***** LISTING *****

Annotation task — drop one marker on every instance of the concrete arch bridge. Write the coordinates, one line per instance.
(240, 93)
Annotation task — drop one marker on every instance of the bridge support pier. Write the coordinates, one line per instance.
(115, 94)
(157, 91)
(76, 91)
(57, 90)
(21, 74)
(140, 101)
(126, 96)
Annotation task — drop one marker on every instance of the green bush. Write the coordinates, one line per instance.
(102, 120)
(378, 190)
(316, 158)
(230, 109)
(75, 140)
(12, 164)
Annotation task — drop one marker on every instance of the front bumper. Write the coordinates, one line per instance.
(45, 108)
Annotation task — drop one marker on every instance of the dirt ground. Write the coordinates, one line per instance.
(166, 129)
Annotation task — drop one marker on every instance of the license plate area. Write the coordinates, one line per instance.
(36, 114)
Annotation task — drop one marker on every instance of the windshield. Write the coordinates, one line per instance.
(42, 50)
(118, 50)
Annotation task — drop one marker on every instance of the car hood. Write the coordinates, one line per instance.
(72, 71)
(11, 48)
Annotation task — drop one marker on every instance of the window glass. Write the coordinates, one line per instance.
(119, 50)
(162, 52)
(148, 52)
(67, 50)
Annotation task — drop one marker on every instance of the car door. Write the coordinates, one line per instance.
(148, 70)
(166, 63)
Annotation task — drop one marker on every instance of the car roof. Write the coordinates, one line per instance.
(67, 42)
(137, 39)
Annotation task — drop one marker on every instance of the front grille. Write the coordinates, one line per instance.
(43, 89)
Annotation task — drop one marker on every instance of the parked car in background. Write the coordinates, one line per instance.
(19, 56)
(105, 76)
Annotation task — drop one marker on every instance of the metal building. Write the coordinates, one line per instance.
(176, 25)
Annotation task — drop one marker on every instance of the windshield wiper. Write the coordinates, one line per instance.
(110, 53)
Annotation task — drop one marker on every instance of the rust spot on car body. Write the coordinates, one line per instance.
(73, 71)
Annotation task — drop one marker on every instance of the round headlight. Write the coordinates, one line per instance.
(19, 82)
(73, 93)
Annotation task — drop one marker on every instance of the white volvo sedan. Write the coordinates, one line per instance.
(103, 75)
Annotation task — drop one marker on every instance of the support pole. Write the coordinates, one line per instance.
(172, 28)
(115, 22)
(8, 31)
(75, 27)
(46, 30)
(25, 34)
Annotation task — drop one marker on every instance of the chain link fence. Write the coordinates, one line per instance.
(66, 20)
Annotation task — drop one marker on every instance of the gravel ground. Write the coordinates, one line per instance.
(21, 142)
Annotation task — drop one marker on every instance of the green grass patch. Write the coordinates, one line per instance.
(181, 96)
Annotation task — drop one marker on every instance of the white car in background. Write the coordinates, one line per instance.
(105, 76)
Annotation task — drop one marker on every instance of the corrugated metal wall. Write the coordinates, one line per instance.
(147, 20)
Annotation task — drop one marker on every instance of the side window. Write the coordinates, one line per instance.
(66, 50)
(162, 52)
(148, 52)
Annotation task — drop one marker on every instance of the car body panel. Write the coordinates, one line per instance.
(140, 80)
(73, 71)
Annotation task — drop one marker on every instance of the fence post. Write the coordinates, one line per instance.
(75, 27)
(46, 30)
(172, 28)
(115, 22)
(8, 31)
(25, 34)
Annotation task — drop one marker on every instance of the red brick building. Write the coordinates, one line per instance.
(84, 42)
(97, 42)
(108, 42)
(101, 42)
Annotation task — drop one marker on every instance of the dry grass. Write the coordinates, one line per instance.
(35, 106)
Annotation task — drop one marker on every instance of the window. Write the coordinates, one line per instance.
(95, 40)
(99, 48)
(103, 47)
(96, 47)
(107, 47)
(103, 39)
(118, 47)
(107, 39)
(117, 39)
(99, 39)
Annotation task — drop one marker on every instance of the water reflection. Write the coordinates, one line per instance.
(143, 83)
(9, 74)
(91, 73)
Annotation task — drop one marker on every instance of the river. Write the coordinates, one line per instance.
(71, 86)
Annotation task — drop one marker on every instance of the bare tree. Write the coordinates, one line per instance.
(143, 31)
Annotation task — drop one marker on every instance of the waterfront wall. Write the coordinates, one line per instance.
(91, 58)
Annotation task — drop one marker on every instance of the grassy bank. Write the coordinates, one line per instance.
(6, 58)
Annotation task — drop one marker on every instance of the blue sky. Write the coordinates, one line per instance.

*****

## WHAT YOU ARE ASKED TO DO
Retype the records word for word, from the line containing "reflection. Write the coordinates, one line per instance." through the final line of the records, both included.

## OUTPUT BELOW
Annotation task — drop one marker on every instance of the water reflection. Write the coordinates, one line per instance.
(143, 83)
(9, 74)
(91, 73)
Annotation task — drop one marker on every instance of the river. Write the coordinates, one line per instance.
(71, 86)
Annotation task — drop one marker on every instance of the bare tree. Write the coordinates, one line per instance.
(143, 31)
Annotation task — drop one marker on every instance of the waterfront wall. Write the coordinates, one line per instance.
(91, 58)
Annotation task — drop one marker on every instance of the grassy bank. Write the coordinates, one line per instance.
(6, 58)
Annotation task — drop one marker on every instance of the blue sky. Write the coordinates, one line per instance.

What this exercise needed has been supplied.